>> Start PROVIDED RECORDS
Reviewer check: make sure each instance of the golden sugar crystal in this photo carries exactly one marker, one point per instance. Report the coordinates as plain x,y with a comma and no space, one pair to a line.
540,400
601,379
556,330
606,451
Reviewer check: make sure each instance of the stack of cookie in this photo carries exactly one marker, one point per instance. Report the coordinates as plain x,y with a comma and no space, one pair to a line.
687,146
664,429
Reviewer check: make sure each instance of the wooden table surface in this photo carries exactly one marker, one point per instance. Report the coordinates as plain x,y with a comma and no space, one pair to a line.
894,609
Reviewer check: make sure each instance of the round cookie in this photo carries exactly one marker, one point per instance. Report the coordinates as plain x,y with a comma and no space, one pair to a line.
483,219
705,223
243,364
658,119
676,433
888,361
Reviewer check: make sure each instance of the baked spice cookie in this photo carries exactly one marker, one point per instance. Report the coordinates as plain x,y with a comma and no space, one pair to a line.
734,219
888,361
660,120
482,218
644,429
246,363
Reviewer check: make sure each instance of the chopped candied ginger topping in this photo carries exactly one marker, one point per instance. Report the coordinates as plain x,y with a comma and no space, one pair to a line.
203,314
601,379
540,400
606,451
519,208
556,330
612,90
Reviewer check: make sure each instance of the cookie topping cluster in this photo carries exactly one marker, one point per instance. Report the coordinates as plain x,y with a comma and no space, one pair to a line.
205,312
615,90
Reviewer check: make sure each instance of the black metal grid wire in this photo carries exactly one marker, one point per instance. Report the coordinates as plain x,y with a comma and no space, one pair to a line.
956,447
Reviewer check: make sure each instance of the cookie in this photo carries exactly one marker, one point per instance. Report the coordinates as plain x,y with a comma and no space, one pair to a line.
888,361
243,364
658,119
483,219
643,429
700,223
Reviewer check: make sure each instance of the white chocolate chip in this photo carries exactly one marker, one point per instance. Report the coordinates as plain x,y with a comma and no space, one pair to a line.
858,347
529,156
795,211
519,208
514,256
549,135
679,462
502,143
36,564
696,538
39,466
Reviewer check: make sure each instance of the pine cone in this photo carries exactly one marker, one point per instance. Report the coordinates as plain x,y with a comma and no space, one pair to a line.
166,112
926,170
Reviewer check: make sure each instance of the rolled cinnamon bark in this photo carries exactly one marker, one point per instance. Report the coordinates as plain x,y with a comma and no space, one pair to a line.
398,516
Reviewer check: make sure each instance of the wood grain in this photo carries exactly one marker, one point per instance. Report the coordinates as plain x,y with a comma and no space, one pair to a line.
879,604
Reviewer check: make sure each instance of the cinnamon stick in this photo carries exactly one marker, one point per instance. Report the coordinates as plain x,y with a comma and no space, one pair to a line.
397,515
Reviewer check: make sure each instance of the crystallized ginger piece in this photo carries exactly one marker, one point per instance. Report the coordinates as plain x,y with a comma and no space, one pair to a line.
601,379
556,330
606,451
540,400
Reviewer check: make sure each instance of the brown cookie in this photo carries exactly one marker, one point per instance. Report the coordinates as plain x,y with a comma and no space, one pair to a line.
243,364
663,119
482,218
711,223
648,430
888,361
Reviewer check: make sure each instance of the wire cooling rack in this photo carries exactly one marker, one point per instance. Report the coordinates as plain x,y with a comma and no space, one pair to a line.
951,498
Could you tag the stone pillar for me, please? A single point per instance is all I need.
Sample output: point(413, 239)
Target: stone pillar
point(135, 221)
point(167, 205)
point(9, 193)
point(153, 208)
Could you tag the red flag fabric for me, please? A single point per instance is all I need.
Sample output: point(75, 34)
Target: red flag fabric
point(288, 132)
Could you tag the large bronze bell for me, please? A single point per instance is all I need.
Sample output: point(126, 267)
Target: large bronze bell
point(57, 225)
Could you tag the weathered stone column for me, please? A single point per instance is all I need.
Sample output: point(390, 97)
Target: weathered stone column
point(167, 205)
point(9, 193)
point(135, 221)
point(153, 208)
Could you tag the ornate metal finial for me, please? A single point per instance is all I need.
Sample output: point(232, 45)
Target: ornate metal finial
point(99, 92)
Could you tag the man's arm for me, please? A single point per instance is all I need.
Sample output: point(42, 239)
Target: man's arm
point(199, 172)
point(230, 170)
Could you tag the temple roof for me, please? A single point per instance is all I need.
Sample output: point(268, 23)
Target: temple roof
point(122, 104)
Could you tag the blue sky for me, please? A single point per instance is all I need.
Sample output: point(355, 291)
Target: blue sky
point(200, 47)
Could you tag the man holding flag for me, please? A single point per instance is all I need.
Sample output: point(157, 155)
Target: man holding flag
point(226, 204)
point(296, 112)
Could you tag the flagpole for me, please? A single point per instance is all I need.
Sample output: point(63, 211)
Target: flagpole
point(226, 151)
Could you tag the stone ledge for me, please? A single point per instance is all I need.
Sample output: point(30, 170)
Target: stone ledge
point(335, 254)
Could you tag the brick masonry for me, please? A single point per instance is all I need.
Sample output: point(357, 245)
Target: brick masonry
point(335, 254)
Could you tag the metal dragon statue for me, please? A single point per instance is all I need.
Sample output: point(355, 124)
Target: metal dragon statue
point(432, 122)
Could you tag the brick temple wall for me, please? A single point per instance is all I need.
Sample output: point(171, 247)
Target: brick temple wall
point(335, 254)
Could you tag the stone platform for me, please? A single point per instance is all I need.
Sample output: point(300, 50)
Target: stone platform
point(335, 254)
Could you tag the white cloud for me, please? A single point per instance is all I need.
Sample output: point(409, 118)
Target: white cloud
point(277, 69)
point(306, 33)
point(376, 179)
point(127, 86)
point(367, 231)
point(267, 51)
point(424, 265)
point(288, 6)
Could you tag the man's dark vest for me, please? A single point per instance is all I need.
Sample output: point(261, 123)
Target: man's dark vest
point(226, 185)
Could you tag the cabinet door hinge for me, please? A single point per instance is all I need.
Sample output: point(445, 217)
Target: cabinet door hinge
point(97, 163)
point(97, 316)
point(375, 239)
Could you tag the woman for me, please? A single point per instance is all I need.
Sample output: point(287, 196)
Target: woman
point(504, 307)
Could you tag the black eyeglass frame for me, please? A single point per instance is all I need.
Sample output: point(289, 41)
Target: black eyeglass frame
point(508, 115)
>> End PROVIDED RECORDS
WHAT NEEDS TO BE DONE:
From the records above, extract every entry verbatim.

THE SOLUTION:
Reviewer check: make sure each instance of the golden sugar crystal in this photo carries exactly one marker, one point per instance. Report the coordinates as plain x,y with a comma and no space, one pair to a line.
540,400
601,379
556,330
606,451
Reviewer check: make sure each instance of the stack of cookie in this photo carries exactly one marker, one point per instance. Report the coordinates as plain x,y with a comma and no space, one pair to a line.
687,146
664,429
Reviewer check: make sure each instance of the wooden table surface in this photo carries exactly one marker, one point per instance. Report the coordinates as plain x,y with a comma and no space, one pair to a line.
894,609
Reviewer check: make sure each instance of the round cookie in this photo carries exactly one marker, one point per instance. Report the coordinates as plain x,y with a comma and no space, one pair to a line.
483,219
705,223
243,364
658,119
676,433
888,361
Reviewer check: make sure each instance of the baked spice cookie in this photo carries exactly one marker, one point per instance. Report the coordinates as plain x,y with a comma and no space, one pair to a line.
734,219
888,361
660,120
482,218
644,429
246,363
Reviewer check: make sure each instance of the chopped candied ginger topping in this photo carries exactly one marker, one point per instance. Report the coordinates as plain x,y with a comma and no space, one pair to a line.
203,314
601,379
540,400
606,451
519,208
556,330
612,90
Reviewer check: make sure each instance of the cookie topping cluster in this photo carries exactly one marker, one point per instance. Report the coordinates as plain x,y with a comma and no space, one pair to a line.
205,312
615,90
Reviewer check: make sure each instance of the black metal grid wire in this photo carries exactly one marker, one point per instance. Report the coordinates as plain x,y with a comma and no space, one pair to a line.
956,447
Reviewer check: make sure each instance of the cookie in this photo carries exactly one marker, one point per instance. Report the coordinates as plain x,y with a comma and no space, one pair to a line.
888,361
243,364
658,119
483,219
643,429
700,223
Reviewer check: make sure each instance of the white chocolate chip in this photo carries exactly one marker, one point per instance. Report the coordinates as plain x,y with a comma and no space, one pair to a line.
858,347
529,156
795,211
519,208
514,256
549,135
679,462
502,143
36,564
696,538
39,466
Reviewer check: make sure each instance of the pine cone in this photo carries exactly one marker, one point per instance. Report the coordinates as plain x,y with a comma and no space, one pair to a line.
166,112
926,170
Reviewer check: make sure each instance of the rolled cinnamon bark in this photo carries exactly one marker, one point per instance. Report the coordinates as plain x,y with a comma and no space, one pair to a line.
398,516
Reviewer check: make sure each instance of the wood grain in this photo carries exactly one marker, one point per instance. Report the coordinates as plain x,y with a comma and no space, one pair to a line.
879,604
Reviewer check: make sure each instance of the cinnamon stick in this photo carries exactly one marker, one point per instance. Report the coordinates as plain x,y with a comma and no space, one pair to a line.
397,515
Reviewer check: make sure each instance of the crystallized ginger piece in this photo carries exactly one marker, one point per instance. Report the coordinates as plain x,y with a comma and no space, one pair to a line.
601,379
556,330
606,451
540,400
Reviewer check: make sure each instance of the brown cookie in this photo carries exactly one marker, one point per instance. Report the coordinates as plain x,y with a comma and no space, one pair to a line.
243,364
663,119
482,218
711,223
648,430
888,361
Reviewer check: make sure each instance of the wire cooling rack in this photo carries exactly one marker, one point per instance. Report the coordinates as plain x,y with a comma and no space, one pair to a line.
951,498
Could you tag the stone pillar for me, please? A single point per instance is all I need.
Sample output: point(413, 239)
Target: stone pillar
point(135, 221)
point(167, 205)
point(9, 193)
point(153, 208)
Could you tag the red flag fabric for me, please? A single point per instance is all I need.
Sample output: point(75, 34)
Target: red flag fabric
point(288, 132)
Could you tag the large bronze bell for me, please? A single point per instance is all I need.
Sample output: point(126, 267)
Target: large bronze bell
point(57, 225)
Could you tag the weathered stone column for me, please? A single point per instance is all I need.
Sample output: point(390, 97)
Target: weathered stone column
point(167, 205)
point(9, 193)
point(135, 221)
point(153, 208)
Could you tag the ornate metal finial for me, please? A single point per instance is all I need.
Sample output: point(232, 45)
Target: ornate metal finial
point(99, 92)
Could you tag the man's arm for me, please? A single point per instance is all I need.
Sample output: point(42, 239)
Target: man's arm
point(199, 172)
point(230, 170)
Could you tag the temple roof for me, please? A single point per instance is all I need.
Sample output: point(268, 23)
Target: temple roof
point(122, 104)
Could you tag the blue sky for me, please? A single point per instance is all I need.
Sample output: point(355, 291)
Target: blue sky
point(200, 47)
Could you tag the man holding flag for me, please? A single point per instance is all I need.
Sample output: point(157, 155)
Target: man holding flag
point(226, 204)
point(296, 112)
Could you tag the flagpole for me, please? A single point per instance is all I need.
Sample output: point(63, 211)
Target: flagpole
point(226, 151)
Could you tag the stone ledge for me, please? A single point per instance is all I need.
Sample output: point(30, 170)
Target: stone ledge
point(335, 254)
Could you tag the brick masonry for me, please? A single point per instance is all I need.
Sample output: point(357, 245)
Target: brick masonry
point(335, 254)
Could you tag the metal dragon statue for me, please? A single point per instance is all I need.
Sample output: point(355, 124)
Target: metal dragon statue
point(432, 122)
Could you tag the brick temple wall for me, please? A single point per instance is all I need.
Sample output: point(171, 247)
Target: brick temple wall
point(335, 254)
Could you tag the stone platform for me, please? A single point per instance is all I need.
Sample output: point(300, 50)
Target: stone platform
point(335, 254)
Could you tag the white cloud for me, please? A single point per instance is all I need.
Sample output: point(409, 118)
Target: white cloud
point(277, 69)
point(306, 33)
point(376, 179)
point(127, 86)
point(367, 231)
point(267, 51)
point(424, 265)
point(288, 6)
Could you tag the man's dark vest for me, please? A single point per instance is all I need.
Sample output: point(261, 123)
Target: man's dark vest
point(226, 185)
Could you tag the cabinet door hinge for me, please? A single point per instance is all I need.
Sample output: point(445, 217)
Target: cabinet door hinge
point(97, 163)
point(97, 316)
point(375, 239)
Could you tag the woman for me, please? A single point per instance is all I need.
Sample output: point(287, 196)
Target: woman
point(504, 307)
Could you tag the black eyeglass frame for me, please? A single point per instance is all I need.
Sample output: point(289, 41)
Target: black eyeglass frame
point(508, 115)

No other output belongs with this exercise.